Dataset entries
------------------------------------------------------------------------
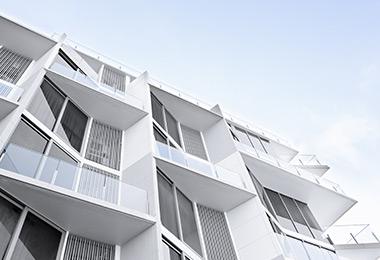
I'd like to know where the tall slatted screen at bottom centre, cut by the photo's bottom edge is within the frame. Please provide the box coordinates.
[198,205,237,260]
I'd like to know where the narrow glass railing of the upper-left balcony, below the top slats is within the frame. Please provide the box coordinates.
[50,62,144,110]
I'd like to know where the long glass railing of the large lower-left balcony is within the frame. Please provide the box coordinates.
[0,144,149,213]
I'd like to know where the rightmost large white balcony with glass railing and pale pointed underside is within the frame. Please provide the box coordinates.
[235,142,356,229]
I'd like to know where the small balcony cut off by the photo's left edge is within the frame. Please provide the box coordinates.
[0,79,24,120]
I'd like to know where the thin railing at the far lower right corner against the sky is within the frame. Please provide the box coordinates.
[328,224,380,245]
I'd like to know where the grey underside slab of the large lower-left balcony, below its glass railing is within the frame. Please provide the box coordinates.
[0,169,154,244]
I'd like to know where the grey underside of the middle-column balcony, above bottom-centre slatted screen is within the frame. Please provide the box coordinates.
[156,157,255,211]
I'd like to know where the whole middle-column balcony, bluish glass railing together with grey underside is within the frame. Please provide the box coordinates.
[155,142,255,211]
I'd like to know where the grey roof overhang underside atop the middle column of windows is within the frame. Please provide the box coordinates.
[151,87,222,131]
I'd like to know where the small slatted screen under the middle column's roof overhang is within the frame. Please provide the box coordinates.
[181,125,207,160]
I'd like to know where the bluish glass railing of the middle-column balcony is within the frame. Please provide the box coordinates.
[156,141,246,188]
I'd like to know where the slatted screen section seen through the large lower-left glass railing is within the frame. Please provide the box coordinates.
[78,165,119,203]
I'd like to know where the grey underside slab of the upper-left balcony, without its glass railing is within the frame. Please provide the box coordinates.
[46,70,148,130]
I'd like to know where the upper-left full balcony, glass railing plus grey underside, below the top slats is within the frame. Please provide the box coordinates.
[46,62,148,130]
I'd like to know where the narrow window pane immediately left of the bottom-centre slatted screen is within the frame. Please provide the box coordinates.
[177,189,202,255]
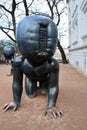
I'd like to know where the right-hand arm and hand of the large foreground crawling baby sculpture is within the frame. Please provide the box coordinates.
[45,60,63,118]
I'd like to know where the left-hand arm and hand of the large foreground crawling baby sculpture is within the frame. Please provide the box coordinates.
[3,57,23,111]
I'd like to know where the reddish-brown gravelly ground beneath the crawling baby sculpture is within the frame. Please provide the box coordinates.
[0,64,87,130]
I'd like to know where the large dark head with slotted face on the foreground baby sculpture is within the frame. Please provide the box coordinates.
[16,15,57,63]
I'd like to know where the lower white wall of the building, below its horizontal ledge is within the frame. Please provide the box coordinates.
[69,49,87,76]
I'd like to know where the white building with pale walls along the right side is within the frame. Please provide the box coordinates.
[68,0,87,76]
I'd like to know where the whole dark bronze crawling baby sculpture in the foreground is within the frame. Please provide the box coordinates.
[4,15,62,117]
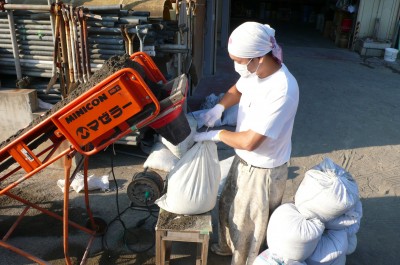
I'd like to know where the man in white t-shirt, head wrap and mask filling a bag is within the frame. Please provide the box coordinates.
[194,22,299,265]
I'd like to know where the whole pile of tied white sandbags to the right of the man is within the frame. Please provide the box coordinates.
[254,158,362,265]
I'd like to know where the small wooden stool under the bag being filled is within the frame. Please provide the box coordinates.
[156,209,212,265]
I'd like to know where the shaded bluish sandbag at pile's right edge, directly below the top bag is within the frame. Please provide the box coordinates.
[325,200,362,235]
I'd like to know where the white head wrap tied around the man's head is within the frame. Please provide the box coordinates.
[228,22,282,62]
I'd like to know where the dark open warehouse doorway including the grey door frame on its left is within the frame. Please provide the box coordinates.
[197,0,360,76]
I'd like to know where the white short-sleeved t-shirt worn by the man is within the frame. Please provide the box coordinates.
[235,64,299,168]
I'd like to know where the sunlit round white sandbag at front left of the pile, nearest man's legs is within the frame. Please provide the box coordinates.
[267,203,325,262]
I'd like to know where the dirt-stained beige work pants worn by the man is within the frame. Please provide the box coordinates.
[218,156,288,265]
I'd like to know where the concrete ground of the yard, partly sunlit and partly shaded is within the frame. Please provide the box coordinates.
[0,21,400,265]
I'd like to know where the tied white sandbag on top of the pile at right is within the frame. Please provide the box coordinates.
[295,158,359,222]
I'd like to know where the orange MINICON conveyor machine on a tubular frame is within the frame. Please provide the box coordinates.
[0,52,190,264]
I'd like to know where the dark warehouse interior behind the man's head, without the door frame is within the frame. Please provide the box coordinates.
[225,0,358,48]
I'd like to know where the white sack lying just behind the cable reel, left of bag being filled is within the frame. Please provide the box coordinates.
[143,142,179,172]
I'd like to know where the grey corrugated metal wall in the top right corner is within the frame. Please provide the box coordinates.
[357,0,400,40]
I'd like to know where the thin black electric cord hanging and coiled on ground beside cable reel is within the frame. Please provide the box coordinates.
[101,144,159,253]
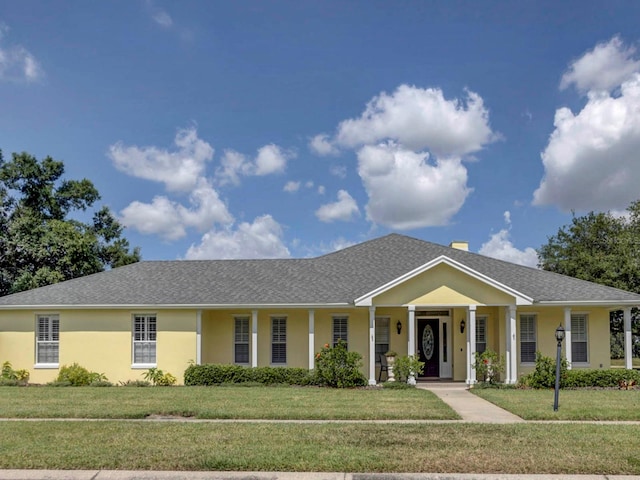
------------------------------------------------------------------------
**Action item**
Print the records above verbatim, minus any pictures.

**Written answer**
I'd like to know where the tall slatted screen at bottom centre, cut by the photo's bottom edge is within the frame. Please provide the box coordinates.
[198,205,237,260]
I'd like to know where the narrow glass railing of the upper-left balcony, below the top slats is within the frame. Please provide the box coordinates.
[50,62,144,110]
I'd like to know where the long glass railing of the large lower-left balcony is within the frame. Please provide the box coordinates.
[0,144,149,213]
I'd like to know where the rightmost large white balcony with glass railing and pale pointed underside is within the frame. Please provide the box coordinates.
[235,142,356,229]
I'd like to know where the small balcony cut off by the photo's left edge is within the frame. Please provide the box coordinates.
[0,79,24,120]
I'd like to know where the thin railing at the far lower right corner against the sky is within the frame. Please provide the box coordinates.
[328,224,380,245]
I'd like to know where the grey underside slab of the large lower-left balcony, below its glass railing is within the frame. Please provide the box coordinates.
[0,169,154,244]
I'd like to know where the grey underside of the middle-column balcony, above bottom-centre slatted screen is within the frame. Please provide the box coordinates.
[156,157,255,211]
I'd like to know where the whole middle-column balcony, bluish glass railing together with grey underside is within the frame. Please provide the box coordinates.
[155,142,255,211]
I'd like to know where the grey roof overhang underside atop the middle column of windows is within the frame. Please provide the box coordinates.
[151,87,222,131]
I'd like to know where the small slatted screen under the middle column's roof overhang is within the frame. Please provide the box coordinates.
[181,125,207,160]
I'd like to know where the bluish glass railing of the middle-column balcony is within the frame. Please provide the box coordinates.
[156,141,246,188]
I'd like to know where the slatted screen section seen through the large lower-left glass railing is within the frame. Please provide the box coordinates.
[78,165,119,203]
I'd like to know where the grey underside slab of the upper-left balcony, without its glass railing is within the frame. Please provide the box coordinates.
[46,70,148,130]
I'd like to know where the upper-left full balcony, glass railing plus grey underside, below the top slats is within the frame. Please provide the box coordinates.
[46,62,148,130]
I'd like to know where the narrow window pane immediately left of the bottom-centre slatted screen is within the frame. Please provide the box coordinates.
[177,189,202,255]
I'd like to know where the right-hand arm and hand of the large foreground crawling baby sculpture is within the frame. Please provide the box coordinates.
[45,60,63,118]
I'd like to know where the left-hand arm and hand of the large foreground crawling baby sculpture is within the frame. Please provide the box coordinates.
[3,57,23,111]
I'd like to know where the reddish-brown gravelly ground beneath the crawling baby sculpture is within the frame. Please provide the box coordinates.
[0,64,87,130]
I'd like to know where the large dark head with slotted face on the foreground baby sculpture is within the frame. Please provide the box coordinates.
[16,15,57,63]
I'd like to know where the lower white wall of the building, below its horizontal ledge is within the frame. Please provide the box coordinates.
[69,49,87,76]
I'd like to know where the white building with pale walls along the right side is within the frame. Please provide the box coordinates.
[68,0,87,76]
I'd like to know where the whole dark bronze crawling baby sculpture in the foreground is within the frame. Please provide the box coordinates.
[4,15,62,117]
I'd like to know where the man in white t-shirt, head wrap and mask filling a bag is within the frame. Please provide the box coordinates.
[194,22,299,265]
I'd like to know where the whole pile of tied white sandbags to the right of the man is within the frame. Please provide the box coordinates.
[254,158,362,265]
I'd like to know where the small wooden stool under the bag being filled is within the frame. Please provide the box coordinates.
[156,209,212,265]
I'd like to know where the shaded bluish sandbag at pile's right edge, directly below the top bag is within the frame. Please provide the box coordinates.
[325,200,362,235]
I'd like to know where the white head wrap tied around the man's head is within the frame. Please provide the box coordinates.
[228,22,282,62]
I'd like to know where the dark open warehouse doorway including the grey door frame on its left is within the frame. Please provide the box coordinates.
[197,0,360,76]
I'd like to know where the white short-sleeved t-shirt worn by the man is within the frame. Please provide the box coordinates.
[235,64,299,168]
I'd like to know where the sunlit round white sandbag at front left of the pile, nearest man's legs is within the frame. Please provide the box coordinates.
[267,203,325,262]
I'd like to know where the dirt-stained beige work pants worn by the man is within the frame. Please provide the box coordinates.
[218,156,288,265]
I'd like to know where the concrete ground of the yard, partly sunlit and partly shaded is within the frame. Please provide the box coordinates.
[0,21,400,265]
I'd like to know where the tied white sandbag on top of the pile at right is within the frame. Please provide the box coordinates.
[295,158,359,222]
I'd like to know where the orange MINICON conveyor machine on a tubular frame is within the frame. Please provide the box coordinates.
[0,52,190,264]
I'd like to know where the dark warehouse interior behind the man's head, without the door frame is within the frame. Please provide the box coordinates.
[225,0,358,48]
I'd like to know where the white sack lying just behind the cable reel, left of bag being filled is within the frame. Please provide the box coordinates.
[143,142,179,172]
I'd like to know where the grey corrugated metal wall in the top right corner is within the frame. Please provide the box coordinates.
[357,0,400,40]
I'd like to know where the thin black electric cord hanging and coiled on ground beside cable reel is within the frame. Please provide the box coordinates.
[101,144,159,253]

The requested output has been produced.